• _Problem statement_:
Pull out every line of the records that contains the word "catcher" and copy each one.

☆ ☆ ☆ ☆

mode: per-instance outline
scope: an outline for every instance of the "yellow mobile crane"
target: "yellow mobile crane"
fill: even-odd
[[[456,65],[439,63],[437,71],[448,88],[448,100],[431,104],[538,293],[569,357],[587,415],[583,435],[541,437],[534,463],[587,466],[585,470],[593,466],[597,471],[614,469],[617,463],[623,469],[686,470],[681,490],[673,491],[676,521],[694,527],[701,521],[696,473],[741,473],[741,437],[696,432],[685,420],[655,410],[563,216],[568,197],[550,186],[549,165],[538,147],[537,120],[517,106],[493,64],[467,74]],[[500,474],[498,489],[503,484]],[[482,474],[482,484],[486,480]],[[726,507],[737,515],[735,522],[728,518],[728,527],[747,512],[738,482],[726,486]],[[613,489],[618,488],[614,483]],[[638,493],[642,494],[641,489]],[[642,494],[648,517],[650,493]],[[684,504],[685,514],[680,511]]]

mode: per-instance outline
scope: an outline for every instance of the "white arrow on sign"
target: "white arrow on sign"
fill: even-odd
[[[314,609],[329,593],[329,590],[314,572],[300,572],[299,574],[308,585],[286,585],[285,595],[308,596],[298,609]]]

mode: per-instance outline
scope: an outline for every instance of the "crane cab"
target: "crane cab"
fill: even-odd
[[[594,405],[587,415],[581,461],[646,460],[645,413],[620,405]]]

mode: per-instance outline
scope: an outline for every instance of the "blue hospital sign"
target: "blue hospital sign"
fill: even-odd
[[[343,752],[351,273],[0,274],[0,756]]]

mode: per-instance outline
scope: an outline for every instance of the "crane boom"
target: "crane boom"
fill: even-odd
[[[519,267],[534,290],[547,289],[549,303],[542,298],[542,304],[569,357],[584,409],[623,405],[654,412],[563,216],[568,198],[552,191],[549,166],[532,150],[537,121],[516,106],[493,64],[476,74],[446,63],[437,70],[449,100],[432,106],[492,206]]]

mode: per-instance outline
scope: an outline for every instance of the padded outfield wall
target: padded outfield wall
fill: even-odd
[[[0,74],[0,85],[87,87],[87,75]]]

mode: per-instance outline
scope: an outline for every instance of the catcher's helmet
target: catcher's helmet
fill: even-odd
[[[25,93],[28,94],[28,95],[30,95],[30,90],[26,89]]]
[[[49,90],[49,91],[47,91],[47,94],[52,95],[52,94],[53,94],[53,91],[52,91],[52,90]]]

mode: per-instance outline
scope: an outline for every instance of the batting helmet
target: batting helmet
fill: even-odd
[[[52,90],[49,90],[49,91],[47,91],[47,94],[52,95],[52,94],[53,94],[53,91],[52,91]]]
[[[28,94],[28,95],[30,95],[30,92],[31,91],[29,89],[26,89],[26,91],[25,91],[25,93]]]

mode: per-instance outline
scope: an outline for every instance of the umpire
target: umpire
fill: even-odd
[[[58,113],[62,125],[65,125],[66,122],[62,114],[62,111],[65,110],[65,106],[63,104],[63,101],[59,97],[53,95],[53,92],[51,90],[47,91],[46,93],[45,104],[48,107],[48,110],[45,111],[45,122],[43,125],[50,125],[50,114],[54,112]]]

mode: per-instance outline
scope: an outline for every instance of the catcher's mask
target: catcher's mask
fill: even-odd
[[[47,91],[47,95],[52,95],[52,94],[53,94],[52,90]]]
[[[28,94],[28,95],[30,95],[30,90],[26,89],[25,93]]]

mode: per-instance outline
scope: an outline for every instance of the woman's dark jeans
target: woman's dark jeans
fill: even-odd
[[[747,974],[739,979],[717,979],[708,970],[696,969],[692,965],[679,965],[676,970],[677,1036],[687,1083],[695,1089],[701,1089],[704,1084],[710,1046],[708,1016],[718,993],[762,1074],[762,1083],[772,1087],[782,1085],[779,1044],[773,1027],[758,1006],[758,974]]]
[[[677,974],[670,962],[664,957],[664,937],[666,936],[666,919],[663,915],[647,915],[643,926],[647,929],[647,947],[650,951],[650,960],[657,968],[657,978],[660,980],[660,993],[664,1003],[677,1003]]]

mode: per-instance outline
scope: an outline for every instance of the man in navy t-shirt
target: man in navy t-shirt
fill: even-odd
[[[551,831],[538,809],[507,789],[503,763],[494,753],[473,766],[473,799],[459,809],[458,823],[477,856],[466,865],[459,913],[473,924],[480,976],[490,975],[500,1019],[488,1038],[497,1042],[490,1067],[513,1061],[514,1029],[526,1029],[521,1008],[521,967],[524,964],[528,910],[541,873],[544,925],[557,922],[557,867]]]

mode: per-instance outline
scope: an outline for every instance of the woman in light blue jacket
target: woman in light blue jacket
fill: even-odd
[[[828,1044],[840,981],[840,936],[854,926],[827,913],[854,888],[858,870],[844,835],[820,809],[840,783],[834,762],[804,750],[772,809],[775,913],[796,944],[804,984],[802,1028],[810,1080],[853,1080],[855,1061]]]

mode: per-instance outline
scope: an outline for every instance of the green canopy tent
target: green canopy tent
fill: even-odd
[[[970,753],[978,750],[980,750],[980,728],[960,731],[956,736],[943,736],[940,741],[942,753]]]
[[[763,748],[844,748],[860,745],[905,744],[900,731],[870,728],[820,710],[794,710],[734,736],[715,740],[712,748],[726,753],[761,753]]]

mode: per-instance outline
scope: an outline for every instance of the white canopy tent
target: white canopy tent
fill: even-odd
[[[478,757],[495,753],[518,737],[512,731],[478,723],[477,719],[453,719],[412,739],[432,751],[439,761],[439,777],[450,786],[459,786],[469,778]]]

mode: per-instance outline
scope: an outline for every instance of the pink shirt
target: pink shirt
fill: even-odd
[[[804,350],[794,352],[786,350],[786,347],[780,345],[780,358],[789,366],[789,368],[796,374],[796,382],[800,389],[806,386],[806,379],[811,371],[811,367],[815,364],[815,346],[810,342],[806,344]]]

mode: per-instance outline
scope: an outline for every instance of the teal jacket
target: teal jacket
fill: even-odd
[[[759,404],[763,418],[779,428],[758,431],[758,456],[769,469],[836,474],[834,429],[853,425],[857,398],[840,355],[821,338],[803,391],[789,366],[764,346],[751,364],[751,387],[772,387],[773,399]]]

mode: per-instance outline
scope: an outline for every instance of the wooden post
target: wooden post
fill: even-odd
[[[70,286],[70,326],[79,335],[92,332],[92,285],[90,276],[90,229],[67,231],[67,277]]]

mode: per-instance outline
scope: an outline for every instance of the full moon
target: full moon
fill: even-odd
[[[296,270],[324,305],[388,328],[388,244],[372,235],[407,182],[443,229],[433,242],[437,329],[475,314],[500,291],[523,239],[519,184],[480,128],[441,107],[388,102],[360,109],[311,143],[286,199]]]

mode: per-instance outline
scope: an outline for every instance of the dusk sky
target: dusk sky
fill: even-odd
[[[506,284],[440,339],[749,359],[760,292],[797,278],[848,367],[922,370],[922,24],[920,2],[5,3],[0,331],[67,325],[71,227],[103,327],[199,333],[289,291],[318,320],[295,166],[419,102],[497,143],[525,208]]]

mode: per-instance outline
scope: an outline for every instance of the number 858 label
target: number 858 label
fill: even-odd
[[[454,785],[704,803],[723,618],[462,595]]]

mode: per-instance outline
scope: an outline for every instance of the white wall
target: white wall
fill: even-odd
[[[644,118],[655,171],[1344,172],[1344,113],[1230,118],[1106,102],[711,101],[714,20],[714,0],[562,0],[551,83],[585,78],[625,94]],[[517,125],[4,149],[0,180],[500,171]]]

☆ ☆ ☆ ☆

• _Reply to the task_:
scope: an outline for every instance of the catcher's helmet
target: catcher's helmet
scope: an outline for every instance of the catcher's mask
target: catcher's mask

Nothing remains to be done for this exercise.